------ Information shown

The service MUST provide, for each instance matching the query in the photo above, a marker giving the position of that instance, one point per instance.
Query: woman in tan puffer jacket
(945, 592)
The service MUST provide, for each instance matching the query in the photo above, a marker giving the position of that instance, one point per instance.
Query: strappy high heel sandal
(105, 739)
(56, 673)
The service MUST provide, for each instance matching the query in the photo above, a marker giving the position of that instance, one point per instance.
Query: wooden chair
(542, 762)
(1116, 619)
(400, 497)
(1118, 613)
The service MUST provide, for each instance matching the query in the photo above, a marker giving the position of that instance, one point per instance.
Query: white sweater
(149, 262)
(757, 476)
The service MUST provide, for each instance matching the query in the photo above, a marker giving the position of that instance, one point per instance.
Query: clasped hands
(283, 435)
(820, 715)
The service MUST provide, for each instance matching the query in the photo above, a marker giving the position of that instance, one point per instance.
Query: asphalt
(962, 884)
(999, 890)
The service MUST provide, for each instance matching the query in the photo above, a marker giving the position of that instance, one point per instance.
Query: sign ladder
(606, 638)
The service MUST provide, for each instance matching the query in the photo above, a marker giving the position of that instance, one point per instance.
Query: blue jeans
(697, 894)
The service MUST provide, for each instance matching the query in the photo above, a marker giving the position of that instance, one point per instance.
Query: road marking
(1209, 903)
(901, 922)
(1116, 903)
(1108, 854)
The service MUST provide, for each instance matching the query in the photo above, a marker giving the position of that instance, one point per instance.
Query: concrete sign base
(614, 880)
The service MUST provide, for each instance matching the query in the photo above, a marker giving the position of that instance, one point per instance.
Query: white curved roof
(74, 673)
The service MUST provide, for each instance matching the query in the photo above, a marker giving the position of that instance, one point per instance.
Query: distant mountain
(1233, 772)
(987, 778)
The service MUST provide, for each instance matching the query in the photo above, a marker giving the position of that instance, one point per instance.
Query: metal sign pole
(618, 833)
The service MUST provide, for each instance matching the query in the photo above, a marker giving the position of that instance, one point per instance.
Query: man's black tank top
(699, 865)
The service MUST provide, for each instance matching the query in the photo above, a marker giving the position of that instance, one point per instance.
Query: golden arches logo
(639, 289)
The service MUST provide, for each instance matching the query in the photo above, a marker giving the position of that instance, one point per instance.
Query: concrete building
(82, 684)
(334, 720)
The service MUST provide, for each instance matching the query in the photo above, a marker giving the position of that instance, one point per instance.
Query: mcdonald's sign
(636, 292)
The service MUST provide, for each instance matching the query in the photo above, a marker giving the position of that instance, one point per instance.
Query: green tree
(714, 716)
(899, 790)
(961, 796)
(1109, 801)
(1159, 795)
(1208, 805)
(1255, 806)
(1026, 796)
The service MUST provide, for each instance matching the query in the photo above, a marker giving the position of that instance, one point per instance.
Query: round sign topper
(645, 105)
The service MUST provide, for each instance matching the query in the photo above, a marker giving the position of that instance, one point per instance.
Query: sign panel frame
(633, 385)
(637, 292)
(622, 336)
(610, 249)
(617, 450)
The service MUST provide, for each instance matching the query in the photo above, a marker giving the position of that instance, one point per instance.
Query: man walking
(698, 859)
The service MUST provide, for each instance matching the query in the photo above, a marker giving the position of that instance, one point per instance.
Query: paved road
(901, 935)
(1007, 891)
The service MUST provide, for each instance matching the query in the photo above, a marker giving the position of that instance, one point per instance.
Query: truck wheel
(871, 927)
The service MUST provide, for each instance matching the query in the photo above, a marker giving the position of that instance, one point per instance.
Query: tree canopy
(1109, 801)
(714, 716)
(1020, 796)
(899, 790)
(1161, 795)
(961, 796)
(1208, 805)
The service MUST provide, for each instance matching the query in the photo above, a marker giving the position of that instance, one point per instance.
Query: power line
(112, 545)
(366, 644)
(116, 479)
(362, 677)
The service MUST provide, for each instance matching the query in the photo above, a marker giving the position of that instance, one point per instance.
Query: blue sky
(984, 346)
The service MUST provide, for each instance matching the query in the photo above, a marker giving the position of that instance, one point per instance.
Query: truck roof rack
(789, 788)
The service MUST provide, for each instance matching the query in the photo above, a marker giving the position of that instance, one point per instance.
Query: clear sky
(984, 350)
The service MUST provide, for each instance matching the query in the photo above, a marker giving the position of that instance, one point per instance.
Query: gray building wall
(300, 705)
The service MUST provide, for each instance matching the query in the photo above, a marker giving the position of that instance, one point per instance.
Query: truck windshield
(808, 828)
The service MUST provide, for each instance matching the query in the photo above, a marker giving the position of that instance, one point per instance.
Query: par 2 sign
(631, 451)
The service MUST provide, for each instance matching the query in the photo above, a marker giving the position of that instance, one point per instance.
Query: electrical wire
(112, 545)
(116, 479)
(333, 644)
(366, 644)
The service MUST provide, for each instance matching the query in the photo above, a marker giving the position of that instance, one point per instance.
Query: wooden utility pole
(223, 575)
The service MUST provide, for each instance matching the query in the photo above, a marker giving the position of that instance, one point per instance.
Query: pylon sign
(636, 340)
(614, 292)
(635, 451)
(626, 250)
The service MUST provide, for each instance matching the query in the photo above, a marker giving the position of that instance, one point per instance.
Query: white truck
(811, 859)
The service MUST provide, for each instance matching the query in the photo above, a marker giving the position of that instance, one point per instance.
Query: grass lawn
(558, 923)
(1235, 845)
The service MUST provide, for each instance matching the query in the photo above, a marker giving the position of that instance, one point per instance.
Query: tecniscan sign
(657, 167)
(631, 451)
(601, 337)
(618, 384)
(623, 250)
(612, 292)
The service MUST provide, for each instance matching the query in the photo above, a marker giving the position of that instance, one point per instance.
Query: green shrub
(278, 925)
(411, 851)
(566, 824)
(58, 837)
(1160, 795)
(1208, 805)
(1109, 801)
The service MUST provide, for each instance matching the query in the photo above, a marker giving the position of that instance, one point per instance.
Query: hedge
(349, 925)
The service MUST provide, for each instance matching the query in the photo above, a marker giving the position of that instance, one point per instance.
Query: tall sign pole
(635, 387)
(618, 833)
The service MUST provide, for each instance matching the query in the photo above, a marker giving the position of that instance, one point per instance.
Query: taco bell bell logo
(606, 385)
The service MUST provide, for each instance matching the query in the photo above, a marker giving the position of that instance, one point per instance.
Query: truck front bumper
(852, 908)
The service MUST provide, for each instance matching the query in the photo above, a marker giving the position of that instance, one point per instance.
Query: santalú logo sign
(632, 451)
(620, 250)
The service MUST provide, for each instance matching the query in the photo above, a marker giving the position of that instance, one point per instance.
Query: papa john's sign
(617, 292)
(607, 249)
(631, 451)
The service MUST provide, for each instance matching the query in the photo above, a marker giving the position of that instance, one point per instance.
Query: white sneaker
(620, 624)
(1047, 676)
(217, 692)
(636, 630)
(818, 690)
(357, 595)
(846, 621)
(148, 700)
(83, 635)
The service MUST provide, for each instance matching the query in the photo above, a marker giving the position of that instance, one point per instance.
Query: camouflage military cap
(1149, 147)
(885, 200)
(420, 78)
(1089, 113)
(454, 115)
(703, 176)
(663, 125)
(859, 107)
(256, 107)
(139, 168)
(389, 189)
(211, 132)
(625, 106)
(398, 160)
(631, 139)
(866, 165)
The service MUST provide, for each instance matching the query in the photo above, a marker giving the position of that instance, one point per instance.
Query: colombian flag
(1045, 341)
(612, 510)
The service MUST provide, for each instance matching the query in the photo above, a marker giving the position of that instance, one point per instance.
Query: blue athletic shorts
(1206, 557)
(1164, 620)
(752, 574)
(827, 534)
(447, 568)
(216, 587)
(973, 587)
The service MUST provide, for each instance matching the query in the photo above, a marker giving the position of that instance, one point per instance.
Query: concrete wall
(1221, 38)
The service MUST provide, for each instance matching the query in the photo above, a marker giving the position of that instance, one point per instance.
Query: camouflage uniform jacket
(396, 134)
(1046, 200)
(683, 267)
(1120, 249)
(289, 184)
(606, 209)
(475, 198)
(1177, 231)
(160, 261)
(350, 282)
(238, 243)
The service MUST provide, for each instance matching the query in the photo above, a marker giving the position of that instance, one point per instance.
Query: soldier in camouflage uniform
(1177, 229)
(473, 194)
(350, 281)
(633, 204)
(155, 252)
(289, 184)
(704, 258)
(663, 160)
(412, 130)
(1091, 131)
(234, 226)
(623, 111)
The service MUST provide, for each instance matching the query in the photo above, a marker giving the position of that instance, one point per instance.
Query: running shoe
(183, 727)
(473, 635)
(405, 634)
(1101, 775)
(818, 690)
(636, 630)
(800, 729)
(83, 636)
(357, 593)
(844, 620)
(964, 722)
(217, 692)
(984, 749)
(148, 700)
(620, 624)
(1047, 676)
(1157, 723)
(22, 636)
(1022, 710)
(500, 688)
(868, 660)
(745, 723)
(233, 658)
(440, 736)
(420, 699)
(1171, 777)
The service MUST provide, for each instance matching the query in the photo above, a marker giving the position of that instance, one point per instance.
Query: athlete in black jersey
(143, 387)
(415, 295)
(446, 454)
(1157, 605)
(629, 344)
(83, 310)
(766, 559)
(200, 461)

------------

* Work to be completed
Pick out and copy each line in the records above that contains the word "building".

* Written answer
Query: concrete building
Query: gray building wall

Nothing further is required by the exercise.